(Excerpts from a point labeling dataset)
--
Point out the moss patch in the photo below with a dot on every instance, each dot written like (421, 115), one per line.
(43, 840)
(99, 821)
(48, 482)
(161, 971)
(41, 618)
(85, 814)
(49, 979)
--
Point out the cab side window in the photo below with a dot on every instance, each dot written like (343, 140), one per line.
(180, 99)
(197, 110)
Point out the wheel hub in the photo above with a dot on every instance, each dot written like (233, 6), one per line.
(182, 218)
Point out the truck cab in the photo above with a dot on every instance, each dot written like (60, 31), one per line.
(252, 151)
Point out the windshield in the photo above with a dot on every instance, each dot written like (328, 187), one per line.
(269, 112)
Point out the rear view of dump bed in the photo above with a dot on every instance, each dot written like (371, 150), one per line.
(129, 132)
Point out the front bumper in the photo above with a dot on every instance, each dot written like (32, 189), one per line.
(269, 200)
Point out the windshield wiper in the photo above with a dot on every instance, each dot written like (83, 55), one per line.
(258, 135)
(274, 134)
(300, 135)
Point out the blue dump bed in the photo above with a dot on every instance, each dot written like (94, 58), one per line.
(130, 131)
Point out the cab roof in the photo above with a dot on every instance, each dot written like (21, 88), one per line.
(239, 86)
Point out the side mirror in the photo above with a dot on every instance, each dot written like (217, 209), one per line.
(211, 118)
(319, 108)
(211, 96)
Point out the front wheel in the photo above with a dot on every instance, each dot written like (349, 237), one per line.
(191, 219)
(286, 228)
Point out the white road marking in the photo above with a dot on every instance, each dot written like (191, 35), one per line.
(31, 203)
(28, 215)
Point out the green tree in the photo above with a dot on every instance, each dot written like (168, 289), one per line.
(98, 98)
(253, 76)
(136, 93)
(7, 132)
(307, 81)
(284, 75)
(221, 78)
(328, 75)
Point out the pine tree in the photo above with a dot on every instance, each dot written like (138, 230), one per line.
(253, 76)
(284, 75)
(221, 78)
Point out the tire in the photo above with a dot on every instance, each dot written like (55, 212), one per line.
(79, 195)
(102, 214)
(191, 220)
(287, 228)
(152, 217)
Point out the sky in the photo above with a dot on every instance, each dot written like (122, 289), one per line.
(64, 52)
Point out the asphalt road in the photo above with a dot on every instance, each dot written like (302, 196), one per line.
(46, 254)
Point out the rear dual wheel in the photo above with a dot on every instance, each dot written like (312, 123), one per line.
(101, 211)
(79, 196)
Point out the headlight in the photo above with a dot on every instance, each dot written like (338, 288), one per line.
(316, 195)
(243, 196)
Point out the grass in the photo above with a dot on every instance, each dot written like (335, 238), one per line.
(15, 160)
--
EXERCISE OBJECTIVE> Extract each line of the records above that contains the word "wheel".

TASK RESULT>
Point out the wheel hub in the photo above with a dot on every instance, each dot written like (233, 6), one per line.
Point out the front wheel in the photo above with a dot on every instance, each dot written like (349, 237), one per line.
Point out the rear dual wheel in the photo above with a dot on every instance, each dot written like (312, 123), one per line.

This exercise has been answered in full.